Excerpt from a dataset:
╔══

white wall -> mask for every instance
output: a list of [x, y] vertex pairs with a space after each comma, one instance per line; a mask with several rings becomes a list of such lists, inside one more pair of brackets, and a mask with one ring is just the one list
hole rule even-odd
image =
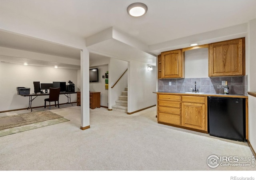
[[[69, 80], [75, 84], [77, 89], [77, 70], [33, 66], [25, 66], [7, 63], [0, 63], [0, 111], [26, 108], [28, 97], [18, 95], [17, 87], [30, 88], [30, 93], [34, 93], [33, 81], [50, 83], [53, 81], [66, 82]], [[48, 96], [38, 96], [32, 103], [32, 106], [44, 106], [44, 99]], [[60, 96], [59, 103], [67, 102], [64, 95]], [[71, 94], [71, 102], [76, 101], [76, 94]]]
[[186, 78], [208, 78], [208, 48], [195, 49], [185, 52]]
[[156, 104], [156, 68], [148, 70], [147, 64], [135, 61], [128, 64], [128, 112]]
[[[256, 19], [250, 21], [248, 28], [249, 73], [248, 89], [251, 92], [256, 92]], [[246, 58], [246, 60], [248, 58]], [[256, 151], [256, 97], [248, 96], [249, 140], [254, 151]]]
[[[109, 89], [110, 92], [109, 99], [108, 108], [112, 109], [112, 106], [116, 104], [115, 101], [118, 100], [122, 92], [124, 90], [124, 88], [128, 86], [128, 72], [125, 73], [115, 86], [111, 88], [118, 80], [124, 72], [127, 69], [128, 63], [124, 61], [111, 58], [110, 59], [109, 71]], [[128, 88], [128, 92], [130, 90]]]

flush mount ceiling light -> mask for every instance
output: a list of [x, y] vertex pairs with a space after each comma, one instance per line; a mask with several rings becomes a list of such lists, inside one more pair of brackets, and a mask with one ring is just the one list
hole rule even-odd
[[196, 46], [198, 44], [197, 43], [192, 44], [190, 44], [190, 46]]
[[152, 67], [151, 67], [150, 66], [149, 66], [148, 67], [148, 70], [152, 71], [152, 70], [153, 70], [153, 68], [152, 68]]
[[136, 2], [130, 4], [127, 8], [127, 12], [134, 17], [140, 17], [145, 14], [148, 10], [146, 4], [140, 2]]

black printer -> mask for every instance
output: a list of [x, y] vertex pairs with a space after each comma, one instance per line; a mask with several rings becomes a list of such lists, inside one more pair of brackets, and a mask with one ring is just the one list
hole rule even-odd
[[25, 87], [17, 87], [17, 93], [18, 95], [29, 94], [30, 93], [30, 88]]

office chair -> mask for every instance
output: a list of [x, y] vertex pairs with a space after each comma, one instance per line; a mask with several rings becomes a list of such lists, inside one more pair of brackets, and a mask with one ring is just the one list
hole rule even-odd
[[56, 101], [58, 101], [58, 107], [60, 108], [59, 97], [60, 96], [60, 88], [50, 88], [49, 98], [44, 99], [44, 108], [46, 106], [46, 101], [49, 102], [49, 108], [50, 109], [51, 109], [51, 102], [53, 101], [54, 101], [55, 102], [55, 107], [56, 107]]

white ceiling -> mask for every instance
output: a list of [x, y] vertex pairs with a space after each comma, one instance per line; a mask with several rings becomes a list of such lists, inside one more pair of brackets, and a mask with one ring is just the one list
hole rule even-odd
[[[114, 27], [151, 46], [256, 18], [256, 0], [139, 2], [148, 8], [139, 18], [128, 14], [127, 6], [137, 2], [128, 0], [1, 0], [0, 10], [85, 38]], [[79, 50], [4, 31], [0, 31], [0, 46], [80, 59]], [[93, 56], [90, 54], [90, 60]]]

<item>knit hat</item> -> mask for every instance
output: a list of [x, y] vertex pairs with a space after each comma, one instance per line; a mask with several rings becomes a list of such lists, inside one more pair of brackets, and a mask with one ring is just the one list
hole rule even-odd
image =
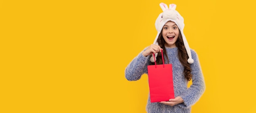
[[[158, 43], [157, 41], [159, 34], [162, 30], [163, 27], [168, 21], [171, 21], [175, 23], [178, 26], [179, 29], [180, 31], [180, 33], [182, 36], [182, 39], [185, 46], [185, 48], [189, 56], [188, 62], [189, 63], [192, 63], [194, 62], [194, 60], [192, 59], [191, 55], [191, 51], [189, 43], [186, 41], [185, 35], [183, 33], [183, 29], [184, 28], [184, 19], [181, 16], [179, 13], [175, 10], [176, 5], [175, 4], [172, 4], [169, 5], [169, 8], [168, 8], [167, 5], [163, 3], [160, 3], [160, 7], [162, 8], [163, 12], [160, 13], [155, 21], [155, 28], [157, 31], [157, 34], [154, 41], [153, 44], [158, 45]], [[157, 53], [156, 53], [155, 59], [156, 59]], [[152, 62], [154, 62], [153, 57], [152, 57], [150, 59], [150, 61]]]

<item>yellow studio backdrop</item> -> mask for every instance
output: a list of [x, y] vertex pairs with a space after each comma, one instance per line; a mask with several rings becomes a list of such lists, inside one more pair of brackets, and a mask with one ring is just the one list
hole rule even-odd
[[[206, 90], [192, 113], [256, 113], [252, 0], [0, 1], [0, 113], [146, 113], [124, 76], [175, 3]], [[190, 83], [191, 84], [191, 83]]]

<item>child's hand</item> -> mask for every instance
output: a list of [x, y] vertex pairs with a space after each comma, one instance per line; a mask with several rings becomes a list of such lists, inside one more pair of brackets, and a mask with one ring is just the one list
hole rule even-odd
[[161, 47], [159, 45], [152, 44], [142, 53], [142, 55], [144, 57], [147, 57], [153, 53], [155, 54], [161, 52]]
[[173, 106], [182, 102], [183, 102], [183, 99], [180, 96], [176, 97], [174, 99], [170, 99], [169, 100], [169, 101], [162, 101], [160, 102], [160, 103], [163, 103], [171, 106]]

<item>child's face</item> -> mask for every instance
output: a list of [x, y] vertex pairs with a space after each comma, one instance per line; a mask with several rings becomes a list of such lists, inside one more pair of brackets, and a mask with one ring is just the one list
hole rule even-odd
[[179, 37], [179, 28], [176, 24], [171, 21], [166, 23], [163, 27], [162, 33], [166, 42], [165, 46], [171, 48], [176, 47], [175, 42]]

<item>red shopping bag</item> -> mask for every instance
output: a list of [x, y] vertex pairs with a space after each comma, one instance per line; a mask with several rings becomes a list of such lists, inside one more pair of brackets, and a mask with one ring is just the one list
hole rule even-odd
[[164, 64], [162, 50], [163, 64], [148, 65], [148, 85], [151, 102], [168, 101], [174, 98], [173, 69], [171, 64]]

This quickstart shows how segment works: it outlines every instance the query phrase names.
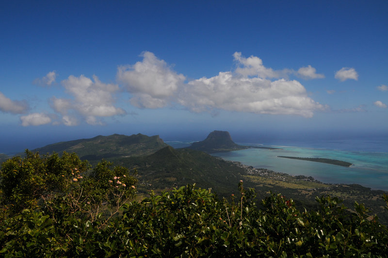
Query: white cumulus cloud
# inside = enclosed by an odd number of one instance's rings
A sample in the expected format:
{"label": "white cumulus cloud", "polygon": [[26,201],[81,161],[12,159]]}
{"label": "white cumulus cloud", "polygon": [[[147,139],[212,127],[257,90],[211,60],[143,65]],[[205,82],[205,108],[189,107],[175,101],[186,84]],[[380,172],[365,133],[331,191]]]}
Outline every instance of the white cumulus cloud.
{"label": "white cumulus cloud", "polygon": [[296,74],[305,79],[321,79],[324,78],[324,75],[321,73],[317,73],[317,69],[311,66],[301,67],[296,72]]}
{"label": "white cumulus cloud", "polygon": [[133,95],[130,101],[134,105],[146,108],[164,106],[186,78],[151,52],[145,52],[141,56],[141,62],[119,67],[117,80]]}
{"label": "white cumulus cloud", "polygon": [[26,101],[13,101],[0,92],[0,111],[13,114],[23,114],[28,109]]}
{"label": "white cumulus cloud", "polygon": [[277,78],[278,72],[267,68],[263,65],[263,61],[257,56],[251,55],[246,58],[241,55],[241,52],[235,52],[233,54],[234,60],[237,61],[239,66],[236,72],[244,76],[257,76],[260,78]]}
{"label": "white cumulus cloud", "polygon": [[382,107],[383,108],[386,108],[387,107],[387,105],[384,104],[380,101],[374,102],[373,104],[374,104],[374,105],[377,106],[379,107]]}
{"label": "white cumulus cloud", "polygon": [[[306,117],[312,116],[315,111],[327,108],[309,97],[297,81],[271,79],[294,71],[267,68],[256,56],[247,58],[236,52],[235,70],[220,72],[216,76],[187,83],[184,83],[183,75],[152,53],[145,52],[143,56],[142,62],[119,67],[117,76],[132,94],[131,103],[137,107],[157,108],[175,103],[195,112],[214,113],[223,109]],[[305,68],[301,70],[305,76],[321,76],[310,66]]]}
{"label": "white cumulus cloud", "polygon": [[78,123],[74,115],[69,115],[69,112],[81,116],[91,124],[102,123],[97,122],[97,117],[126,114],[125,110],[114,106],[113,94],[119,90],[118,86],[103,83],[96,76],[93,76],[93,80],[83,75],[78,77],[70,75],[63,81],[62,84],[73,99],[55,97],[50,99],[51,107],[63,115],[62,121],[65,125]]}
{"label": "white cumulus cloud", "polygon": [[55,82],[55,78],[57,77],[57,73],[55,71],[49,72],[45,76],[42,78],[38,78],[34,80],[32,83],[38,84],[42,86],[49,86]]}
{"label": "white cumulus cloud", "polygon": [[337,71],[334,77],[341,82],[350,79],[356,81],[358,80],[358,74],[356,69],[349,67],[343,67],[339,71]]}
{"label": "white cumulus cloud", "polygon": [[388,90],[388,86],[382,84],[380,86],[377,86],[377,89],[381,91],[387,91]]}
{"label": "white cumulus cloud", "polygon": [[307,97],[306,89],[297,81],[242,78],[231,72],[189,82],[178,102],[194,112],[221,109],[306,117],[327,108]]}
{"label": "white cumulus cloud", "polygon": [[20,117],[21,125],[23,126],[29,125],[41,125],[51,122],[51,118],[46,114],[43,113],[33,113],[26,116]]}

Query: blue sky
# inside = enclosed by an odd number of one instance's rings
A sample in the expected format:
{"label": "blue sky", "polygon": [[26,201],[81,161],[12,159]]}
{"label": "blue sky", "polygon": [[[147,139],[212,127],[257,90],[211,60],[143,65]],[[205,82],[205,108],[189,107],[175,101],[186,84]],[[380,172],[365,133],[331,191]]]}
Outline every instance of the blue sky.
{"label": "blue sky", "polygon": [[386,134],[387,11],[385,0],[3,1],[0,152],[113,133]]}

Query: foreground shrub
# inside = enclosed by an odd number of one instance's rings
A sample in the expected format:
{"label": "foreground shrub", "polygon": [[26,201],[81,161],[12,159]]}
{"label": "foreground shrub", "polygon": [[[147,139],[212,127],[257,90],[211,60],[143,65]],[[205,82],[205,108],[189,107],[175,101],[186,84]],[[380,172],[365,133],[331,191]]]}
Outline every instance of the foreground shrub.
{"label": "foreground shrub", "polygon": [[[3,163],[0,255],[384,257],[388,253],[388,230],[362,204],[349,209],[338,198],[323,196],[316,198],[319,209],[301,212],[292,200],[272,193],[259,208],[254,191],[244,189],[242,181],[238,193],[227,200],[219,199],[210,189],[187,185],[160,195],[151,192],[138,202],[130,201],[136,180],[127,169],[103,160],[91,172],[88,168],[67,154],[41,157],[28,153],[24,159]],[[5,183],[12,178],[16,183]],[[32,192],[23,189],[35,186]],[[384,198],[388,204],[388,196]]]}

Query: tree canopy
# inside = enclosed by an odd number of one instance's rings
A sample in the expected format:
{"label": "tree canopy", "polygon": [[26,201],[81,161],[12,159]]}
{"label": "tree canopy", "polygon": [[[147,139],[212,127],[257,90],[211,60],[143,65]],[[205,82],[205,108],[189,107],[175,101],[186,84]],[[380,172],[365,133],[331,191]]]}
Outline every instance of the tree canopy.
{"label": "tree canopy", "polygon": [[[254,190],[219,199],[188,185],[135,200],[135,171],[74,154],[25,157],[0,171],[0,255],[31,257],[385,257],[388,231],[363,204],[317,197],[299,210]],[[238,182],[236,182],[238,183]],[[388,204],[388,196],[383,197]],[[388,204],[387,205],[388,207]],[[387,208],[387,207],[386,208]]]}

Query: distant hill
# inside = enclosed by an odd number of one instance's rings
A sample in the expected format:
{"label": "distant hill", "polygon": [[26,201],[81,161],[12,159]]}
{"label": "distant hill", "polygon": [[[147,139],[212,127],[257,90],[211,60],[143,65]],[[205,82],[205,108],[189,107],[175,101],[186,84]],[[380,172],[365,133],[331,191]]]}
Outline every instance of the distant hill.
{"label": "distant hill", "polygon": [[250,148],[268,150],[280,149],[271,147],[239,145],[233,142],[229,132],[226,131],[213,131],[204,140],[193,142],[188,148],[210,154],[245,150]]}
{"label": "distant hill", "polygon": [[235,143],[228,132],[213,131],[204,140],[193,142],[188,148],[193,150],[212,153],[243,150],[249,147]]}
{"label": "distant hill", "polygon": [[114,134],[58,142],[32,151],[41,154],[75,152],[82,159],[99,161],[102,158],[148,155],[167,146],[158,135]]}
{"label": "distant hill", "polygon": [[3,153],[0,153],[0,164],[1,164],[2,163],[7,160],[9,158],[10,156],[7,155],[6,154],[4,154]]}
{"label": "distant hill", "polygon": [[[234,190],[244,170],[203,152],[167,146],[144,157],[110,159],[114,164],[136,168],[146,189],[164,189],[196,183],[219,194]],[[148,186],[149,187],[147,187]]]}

╚══

Repeat word for word the part of the material that begins with the line containing "<item>child's face</item> ->" and ends with the line containing "47], [175, 42]]", both of those lines included.

THE RESULT
<item>child's face</item> -> mask for every instance
output: a list of [x, y] vertex pairs with a space after each comma, one instance per line; a mask with several rings becomes a list of such lists, inside one more pair of brackets, and a mask with one ring is just the one list
hole rule even-odd
[[179, 37], [179, 28], [176, 24], [171, 21], [166, 23], [163, 27], [162, 33], [166, 42], [165, 46], [171, 48], [176, 47], [175, 42]]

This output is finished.